Deep dive Archives

Staking Strategy – Part 1

March 6, 2016June 12, 2016 Kane Maxwell

Overview of strategy

Only stake on games from round 5 onwards (due to models historic performance in early rounds and specific features which are driving the model precision)
Only stake on games in which the models perceived probability is greater than the bookmakers implied probability and on the condition that the perceived probability is greater than the average of the models false positive perceived probability (FPpp)
Stake using a single bookmaker (in this case Sportsbet)
Use a fixed stake of 5% of the current bank
Do not stake using any exotic bet types (such as accumulators, multi bets etc) and stake on simple head to head bets offered by the bookmaker (N.B. Sportsbet only offers head to head bets without draws (ie you cannot bet on a the outcome of an NRL match to be a draw)

The odds are NOT in your favour

Introduction

The following outlines the staking strategy I will be using for the 2016 season. The staking strategy is specifically tuned to the performance of the chosen predictive model and the detail and reasoning is presented.

Requirement A ->
Using the staking strategy post, answer the following:
(i) From which round onward are games staked on?
(ii) What fixed stake is used?
(iii) For which season is the strategy intended?
Requirement B -> Return the stretch of the staking strategy post from "Overview of strategy" through "perceived probability (FPpp)", copied word for word.

Data entries ->
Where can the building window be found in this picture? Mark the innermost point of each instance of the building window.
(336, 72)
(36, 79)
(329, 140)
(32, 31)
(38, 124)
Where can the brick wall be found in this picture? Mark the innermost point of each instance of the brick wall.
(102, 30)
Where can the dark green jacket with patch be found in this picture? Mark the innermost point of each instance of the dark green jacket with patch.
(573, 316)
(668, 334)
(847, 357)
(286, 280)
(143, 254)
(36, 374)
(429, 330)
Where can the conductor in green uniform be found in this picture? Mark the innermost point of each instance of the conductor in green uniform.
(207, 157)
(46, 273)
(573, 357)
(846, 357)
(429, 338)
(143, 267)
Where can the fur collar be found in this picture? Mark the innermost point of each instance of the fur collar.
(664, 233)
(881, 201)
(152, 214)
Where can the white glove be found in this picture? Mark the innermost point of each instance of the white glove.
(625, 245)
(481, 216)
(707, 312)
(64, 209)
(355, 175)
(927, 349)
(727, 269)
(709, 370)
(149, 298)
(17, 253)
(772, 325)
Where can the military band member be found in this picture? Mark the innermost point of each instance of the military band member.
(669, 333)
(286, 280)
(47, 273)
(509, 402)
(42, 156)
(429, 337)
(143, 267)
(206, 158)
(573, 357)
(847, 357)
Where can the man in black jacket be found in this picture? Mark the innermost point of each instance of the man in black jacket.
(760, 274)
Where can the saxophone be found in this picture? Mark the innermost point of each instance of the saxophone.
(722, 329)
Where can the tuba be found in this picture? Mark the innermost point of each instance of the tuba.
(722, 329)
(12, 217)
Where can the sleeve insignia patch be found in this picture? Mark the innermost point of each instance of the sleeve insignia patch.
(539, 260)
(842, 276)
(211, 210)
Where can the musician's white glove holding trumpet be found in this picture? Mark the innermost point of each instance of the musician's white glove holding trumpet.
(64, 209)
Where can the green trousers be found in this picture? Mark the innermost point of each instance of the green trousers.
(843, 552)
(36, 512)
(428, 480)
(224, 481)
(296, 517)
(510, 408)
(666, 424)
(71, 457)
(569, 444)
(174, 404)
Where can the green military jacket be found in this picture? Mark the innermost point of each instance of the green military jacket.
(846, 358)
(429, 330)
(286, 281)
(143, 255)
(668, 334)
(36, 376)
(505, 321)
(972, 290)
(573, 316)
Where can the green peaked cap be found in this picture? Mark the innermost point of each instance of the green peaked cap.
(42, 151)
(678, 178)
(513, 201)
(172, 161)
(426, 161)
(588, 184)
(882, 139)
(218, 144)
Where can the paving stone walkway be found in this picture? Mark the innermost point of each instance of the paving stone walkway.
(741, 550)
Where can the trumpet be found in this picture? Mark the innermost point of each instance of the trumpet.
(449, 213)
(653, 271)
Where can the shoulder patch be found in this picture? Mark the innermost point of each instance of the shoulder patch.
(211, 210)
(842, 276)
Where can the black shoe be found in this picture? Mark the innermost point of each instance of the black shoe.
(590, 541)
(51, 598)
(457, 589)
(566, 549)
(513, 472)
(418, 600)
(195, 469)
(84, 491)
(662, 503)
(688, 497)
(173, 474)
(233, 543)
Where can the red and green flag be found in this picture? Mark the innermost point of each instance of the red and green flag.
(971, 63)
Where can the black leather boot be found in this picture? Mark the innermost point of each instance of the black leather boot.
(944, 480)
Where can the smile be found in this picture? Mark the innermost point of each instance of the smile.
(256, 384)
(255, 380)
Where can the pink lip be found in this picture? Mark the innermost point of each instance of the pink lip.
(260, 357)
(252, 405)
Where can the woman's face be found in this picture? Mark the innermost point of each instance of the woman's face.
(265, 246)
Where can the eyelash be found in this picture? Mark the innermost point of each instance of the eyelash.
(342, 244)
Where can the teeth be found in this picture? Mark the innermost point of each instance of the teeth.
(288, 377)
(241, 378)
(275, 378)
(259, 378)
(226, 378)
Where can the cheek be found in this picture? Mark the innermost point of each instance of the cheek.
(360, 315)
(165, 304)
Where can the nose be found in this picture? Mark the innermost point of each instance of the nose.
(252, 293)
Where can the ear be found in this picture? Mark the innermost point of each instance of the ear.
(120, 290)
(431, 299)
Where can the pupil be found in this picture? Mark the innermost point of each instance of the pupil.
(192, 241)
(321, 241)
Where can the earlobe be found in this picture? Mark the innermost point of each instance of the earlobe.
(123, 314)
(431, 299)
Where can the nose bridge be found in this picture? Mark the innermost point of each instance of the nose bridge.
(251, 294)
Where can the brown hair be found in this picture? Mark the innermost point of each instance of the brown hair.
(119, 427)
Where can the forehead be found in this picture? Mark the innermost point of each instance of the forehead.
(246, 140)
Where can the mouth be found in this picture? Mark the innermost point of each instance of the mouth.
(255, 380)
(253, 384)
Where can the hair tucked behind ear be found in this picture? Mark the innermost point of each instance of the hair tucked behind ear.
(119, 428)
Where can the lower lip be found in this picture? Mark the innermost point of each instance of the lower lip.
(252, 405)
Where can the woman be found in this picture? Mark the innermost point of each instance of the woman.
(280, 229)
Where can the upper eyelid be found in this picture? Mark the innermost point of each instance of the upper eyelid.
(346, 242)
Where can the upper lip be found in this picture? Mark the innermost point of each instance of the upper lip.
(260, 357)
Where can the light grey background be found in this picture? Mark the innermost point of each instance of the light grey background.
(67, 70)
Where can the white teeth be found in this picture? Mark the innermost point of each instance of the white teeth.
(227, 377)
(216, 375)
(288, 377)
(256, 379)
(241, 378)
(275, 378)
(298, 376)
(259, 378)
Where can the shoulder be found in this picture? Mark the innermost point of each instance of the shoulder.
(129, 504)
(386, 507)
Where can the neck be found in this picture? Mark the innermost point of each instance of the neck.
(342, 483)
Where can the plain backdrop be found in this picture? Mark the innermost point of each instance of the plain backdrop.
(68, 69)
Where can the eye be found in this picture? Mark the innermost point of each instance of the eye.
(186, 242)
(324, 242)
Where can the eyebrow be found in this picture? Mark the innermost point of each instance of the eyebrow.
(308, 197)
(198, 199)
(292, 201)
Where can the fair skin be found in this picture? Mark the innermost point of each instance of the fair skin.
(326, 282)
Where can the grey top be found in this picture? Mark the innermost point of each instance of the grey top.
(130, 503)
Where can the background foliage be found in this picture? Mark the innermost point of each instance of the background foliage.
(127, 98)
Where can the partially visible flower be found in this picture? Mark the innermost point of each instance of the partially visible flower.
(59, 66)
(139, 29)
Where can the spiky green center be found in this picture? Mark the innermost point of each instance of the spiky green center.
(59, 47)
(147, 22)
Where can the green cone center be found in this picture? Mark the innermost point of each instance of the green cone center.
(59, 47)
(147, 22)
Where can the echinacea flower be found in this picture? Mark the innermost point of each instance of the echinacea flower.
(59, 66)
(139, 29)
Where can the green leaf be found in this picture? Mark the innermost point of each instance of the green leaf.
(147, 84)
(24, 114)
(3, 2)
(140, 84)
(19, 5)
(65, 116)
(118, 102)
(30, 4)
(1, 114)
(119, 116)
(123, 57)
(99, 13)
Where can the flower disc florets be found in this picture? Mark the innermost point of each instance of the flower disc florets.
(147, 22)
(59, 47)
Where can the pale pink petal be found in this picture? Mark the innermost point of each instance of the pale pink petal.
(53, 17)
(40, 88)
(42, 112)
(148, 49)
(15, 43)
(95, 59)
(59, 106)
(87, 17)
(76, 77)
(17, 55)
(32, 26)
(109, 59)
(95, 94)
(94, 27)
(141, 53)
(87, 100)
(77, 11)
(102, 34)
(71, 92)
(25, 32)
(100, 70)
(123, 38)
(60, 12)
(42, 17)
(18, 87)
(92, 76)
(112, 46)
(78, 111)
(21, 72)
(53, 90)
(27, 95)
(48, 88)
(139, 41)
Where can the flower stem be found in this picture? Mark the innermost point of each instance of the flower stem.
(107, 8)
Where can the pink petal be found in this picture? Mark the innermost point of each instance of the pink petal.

Solution A ->
(i) Round 5
(ii) 5% of the current bank
(iii) The 2016 season

Solution B ->
Overview of strategy

Only stake on games from round 5 onwards (due to models historic performance in early rounds and specific features which are driving the model precision)
Only stake on games in which the models perceived probability is greater than the bookmakers implied probability and on the condition that the perceived probability is greater than the average of the models false positive perceived probability (FPpp)